→ **WHAT NEEDS TO BE DONE**: Leave out every picture, and output exactly the lines from the line containing "the shirt sleeve" through the last line of the data.

→ **LISTED RECORDS**:
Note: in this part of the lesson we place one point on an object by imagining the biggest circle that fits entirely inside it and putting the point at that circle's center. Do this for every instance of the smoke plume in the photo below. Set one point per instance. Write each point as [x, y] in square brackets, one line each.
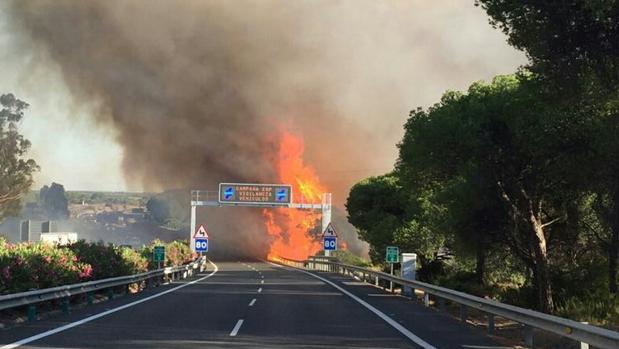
[198, 90]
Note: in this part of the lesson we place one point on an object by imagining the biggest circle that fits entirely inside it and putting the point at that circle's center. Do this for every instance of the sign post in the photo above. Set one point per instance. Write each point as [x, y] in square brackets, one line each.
[201, 240]
[392, 256]
[329, 239]
[159, 255]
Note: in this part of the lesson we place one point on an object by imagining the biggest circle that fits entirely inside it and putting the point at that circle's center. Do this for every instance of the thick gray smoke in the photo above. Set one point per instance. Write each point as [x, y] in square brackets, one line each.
[198, 90]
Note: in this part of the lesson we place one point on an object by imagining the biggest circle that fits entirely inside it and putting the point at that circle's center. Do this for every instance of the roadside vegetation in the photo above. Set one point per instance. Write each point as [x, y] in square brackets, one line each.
[27, 266]
[509, 190]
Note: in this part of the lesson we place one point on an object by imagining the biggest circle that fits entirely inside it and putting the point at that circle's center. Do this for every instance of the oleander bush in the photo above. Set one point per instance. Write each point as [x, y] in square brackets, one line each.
[27, 266]
[177, 253]
[108, 260]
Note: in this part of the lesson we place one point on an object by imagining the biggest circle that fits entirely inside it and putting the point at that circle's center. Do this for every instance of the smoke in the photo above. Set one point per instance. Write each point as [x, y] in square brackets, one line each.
[196, 90]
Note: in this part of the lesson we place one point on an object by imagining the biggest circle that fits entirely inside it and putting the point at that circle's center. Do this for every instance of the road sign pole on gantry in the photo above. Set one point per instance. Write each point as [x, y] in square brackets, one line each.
[326, 214]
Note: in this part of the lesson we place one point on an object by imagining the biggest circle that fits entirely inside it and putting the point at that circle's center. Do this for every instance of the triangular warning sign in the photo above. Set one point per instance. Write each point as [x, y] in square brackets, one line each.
[201, 233]
[329, 231]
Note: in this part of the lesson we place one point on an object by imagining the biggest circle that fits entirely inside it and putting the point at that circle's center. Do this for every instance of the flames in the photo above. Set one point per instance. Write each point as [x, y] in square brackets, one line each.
[294, 233]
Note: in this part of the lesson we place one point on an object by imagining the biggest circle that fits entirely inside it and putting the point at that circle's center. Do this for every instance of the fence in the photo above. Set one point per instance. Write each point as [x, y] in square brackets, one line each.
[585, 334]
[63, 293]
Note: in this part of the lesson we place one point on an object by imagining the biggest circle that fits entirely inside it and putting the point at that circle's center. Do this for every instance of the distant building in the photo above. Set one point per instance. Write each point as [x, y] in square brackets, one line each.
[47, 234]
[59, 239]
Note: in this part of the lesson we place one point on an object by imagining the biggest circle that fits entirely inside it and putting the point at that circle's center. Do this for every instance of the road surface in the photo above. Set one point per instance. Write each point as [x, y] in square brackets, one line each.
[251, 304]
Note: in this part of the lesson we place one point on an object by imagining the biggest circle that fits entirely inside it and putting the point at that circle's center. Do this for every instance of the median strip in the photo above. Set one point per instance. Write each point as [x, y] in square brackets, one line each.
[236, 328]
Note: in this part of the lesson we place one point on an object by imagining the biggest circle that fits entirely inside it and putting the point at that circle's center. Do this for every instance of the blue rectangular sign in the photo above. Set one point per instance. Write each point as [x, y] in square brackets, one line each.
[201, 245]
[330, 243]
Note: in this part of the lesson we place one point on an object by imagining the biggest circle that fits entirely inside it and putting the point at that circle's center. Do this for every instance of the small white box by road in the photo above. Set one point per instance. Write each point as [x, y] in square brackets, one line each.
[409, 266]
[59, 238]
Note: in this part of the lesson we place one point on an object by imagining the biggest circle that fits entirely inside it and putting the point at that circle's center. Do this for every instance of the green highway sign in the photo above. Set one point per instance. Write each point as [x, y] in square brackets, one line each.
[392, 255]
[159, 254]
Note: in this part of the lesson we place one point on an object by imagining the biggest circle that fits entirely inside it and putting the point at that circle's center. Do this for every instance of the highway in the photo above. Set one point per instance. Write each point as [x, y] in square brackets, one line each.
[250, 304]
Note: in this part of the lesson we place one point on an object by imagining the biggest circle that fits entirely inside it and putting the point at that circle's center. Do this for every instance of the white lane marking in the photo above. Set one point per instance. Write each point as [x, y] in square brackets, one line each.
[236, 328]
[21, 342]
[403, 330]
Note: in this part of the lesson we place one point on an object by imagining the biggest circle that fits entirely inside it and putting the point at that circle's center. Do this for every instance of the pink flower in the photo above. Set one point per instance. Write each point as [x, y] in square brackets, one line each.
[6, 273]
[86, 272]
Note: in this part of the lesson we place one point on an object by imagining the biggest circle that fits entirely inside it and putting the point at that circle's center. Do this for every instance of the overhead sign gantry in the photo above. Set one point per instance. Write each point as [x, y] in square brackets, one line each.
[254, 195]
[268, 194]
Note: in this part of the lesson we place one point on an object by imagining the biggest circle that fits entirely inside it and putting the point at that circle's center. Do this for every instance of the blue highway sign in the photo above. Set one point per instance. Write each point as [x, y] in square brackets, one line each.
[330, 243]
[201, 245]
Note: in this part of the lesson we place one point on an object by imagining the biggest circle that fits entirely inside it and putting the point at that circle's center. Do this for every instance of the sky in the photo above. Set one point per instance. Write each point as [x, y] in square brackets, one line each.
[453, 46]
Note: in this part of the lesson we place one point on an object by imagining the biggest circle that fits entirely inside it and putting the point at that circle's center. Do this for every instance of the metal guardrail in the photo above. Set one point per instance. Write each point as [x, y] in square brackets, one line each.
[592, 335]
[30, 298]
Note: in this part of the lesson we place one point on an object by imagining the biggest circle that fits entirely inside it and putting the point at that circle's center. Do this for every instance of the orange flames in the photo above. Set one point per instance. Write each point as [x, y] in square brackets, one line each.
[295, 233]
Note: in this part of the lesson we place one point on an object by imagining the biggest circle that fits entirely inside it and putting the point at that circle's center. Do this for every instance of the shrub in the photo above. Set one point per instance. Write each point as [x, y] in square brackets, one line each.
[108, 260]
[347, 257]
[177, 253]
[597, 308]
[28, 266]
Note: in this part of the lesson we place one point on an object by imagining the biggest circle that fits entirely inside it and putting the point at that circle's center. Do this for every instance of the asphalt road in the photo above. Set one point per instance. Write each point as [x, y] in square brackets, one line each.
[250, 304]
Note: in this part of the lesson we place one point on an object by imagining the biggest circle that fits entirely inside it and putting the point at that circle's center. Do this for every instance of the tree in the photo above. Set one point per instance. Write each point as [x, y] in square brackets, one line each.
[574, 46]
[376, 208]
[386, 215]
[519, 147]
[574, 43]
[15, 170]
[54, 201]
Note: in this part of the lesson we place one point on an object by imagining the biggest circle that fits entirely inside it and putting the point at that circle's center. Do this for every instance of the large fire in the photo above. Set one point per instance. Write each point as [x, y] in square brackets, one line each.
[295, 233]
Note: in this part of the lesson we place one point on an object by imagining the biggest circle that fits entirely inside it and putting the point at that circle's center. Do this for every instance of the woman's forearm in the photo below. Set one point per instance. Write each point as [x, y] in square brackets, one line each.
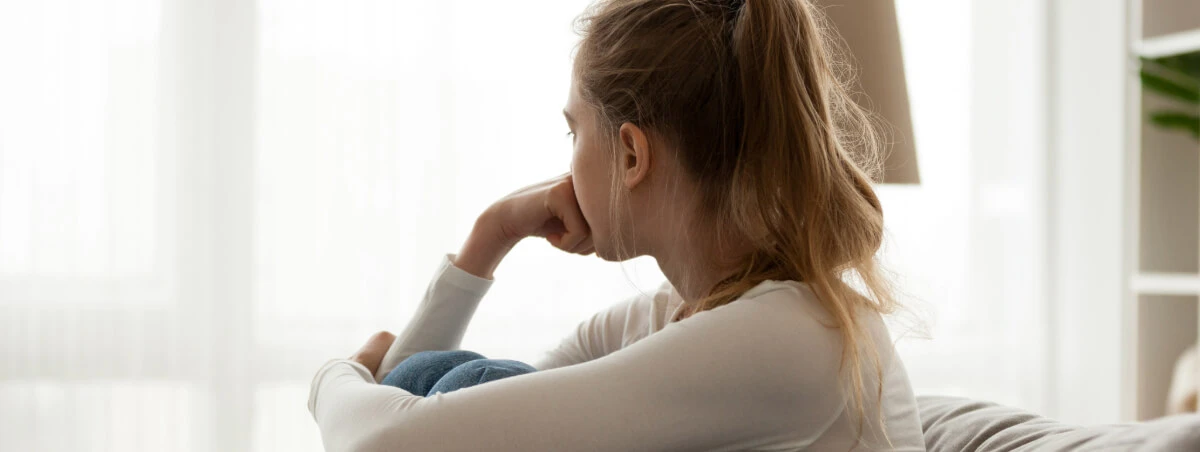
[484, 248]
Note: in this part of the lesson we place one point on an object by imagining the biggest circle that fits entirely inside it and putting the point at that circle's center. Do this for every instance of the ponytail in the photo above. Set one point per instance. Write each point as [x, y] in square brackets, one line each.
[753, 96]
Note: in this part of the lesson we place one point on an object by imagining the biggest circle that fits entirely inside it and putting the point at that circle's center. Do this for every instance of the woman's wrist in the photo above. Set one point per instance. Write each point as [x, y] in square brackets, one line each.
[484, 248]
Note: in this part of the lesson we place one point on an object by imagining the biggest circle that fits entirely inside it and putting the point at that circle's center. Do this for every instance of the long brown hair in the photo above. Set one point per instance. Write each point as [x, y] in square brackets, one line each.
[756, 100]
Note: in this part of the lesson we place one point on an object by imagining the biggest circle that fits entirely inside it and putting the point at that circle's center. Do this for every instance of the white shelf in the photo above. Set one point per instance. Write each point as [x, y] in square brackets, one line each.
[1167, 283]
[1169, 44]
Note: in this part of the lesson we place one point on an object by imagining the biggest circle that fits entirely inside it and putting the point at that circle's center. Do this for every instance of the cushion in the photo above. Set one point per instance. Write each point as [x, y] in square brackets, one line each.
[954, 423]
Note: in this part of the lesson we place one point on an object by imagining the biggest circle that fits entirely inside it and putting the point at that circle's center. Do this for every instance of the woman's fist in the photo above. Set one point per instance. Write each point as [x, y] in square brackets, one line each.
[549, 210]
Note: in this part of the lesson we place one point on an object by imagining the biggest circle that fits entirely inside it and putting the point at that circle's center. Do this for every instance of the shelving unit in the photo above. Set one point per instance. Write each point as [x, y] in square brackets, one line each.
[1163, 239]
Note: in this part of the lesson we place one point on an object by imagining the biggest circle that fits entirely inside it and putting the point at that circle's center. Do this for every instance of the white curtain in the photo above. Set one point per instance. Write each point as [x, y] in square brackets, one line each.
[202, 200]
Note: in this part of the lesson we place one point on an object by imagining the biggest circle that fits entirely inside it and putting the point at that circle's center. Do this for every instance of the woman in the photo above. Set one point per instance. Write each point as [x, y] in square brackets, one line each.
[715, 137]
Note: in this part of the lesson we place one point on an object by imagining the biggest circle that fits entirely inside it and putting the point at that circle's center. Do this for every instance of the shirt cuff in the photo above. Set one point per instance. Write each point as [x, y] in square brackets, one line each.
[334, 366]
[461, 278]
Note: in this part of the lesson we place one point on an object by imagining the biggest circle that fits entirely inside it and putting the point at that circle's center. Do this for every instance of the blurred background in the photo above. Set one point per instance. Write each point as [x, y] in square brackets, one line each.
[204, 200]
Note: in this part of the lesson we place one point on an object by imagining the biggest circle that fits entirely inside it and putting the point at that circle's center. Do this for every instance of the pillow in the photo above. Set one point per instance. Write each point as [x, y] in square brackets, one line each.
[954, 423]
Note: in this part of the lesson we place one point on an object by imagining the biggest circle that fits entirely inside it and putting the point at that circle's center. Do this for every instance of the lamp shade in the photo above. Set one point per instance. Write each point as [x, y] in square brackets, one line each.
[871, 35]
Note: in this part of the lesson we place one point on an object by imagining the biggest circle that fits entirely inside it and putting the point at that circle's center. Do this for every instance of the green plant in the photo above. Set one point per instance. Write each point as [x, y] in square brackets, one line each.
[1175, 77]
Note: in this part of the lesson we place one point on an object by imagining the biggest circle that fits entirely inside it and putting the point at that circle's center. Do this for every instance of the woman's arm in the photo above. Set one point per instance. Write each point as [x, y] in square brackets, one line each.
[442, 317]
[739, 377]
[598, 336]
[546, 209]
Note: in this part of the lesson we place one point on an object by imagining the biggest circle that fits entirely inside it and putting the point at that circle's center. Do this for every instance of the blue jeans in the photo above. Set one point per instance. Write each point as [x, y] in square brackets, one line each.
[426, 373]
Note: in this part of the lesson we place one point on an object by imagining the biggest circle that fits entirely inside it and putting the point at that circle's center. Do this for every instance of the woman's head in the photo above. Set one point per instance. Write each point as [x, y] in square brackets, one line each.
[745, 108]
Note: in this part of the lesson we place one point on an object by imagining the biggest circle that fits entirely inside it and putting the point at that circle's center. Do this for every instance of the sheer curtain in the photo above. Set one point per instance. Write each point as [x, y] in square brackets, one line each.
[201, 202]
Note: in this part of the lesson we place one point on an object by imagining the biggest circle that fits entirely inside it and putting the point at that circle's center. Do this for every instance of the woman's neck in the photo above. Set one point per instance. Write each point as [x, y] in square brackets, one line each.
[695, 266]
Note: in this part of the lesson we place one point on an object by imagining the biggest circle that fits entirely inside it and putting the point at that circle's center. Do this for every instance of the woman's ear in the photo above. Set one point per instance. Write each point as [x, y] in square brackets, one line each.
[635, 154]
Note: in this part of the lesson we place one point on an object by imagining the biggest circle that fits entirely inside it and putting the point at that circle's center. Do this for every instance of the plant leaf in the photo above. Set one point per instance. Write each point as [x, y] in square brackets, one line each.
[1176, 120]
[1169, 88]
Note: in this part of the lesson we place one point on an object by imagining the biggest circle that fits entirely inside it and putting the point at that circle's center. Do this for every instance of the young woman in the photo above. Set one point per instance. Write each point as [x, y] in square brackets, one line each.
[717, 137]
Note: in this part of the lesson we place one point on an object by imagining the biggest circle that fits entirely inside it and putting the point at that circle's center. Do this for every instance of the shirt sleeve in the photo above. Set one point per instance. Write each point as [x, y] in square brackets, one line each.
[595, 337]
[739, 377]
[442, 317]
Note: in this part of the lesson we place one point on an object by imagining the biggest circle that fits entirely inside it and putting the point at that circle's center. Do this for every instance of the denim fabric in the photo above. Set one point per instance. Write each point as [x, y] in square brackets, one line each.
[426, 373]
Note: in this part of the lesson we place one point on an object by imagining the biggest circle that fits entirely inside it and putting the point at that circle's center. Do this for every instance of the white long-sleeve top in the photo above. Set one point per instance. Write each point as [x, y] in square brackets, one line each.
[757, 374]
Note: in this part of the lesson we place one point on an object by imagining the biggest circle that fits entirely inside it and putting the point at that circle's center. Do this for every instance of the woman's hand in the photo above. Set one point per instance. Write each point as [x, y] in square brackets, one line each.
[371, 354]
[547, 209]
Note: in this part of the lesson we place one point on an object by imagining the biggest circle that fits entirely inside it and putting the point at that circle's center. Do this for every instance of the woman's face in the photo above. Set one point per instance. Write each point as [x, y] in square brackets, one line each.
[591, 170]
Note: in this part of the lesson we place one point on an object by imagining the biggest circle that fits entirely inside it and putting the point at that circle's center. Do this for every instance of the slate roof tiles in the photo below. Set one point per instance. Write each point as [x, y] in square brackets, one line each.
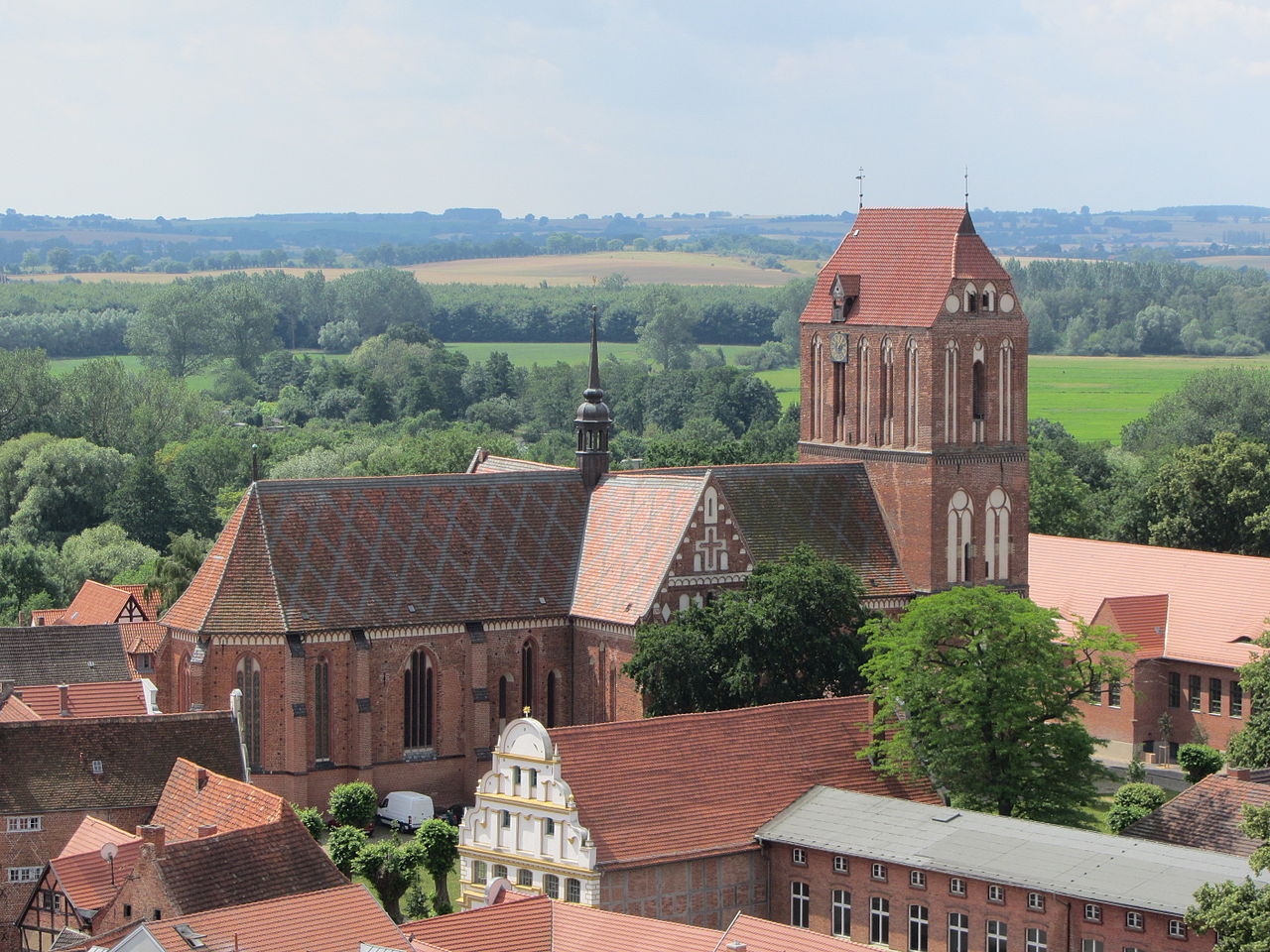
[627, 777]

→ **SOLUTION BELOW**:
Note: in this part of the lesson we place one point on an object by imagining the biggest circle that fits entirely inside it and putting the point at that circle's center. Do this for every instance of the shirt sleeve in the photo above. Set one point per instance. Write each point as [x, y] in square brackets, one line each.
[595, 337]
[739, 377]
[442, 317]
Note: in this part of the lesson we place one point on an object by imagining the biggest circle that fits entirely inside it and putting the point at that circle's center. Do this for every instance of the denim fabric in the photo above. Set one point per instance. Write each point as [x, y] in square brackets, one line each.
[426, 373]
Note: in this part of the lesson we place one point on an object by imagining the biggest circle that fits entirely inside it and putting the point at that circle's center. Do this for every instance of the white long-sleeve top in the photo above. Set one point per instance. Write each point as [x, y] in square brackets, one line each.
[757, 374]
Note: in this part of the lesson we place one point on an object by imagining the biggest circle that fits entirely inside it and putting the point at that circle's center. Do this for every instance of the woman's hand in the photo above. Set one point per instance. Write each point as [x, y] in square brackets, one line each.
[371, 354]
[547, 209]
Note: in this part of the lesson we place one point on an object by imagining the biggest circle that fits entirely inside it and putting the point at that circle's center. Do this for every instance of the woman's face in the photo above. Set one point per instance. Write each point as [x, y] in square brackets, one line each.
[591, 170]
Note: in this part of the lesson we place one point on an object by imagining the biggest circle that fits entirely inside it and putting the point at that circle's center. Do this for every instance of the slate roof tiles in the photo below. Set one point per instance. Write each point as [x, y] in square brackets, one line each.
[627, 777]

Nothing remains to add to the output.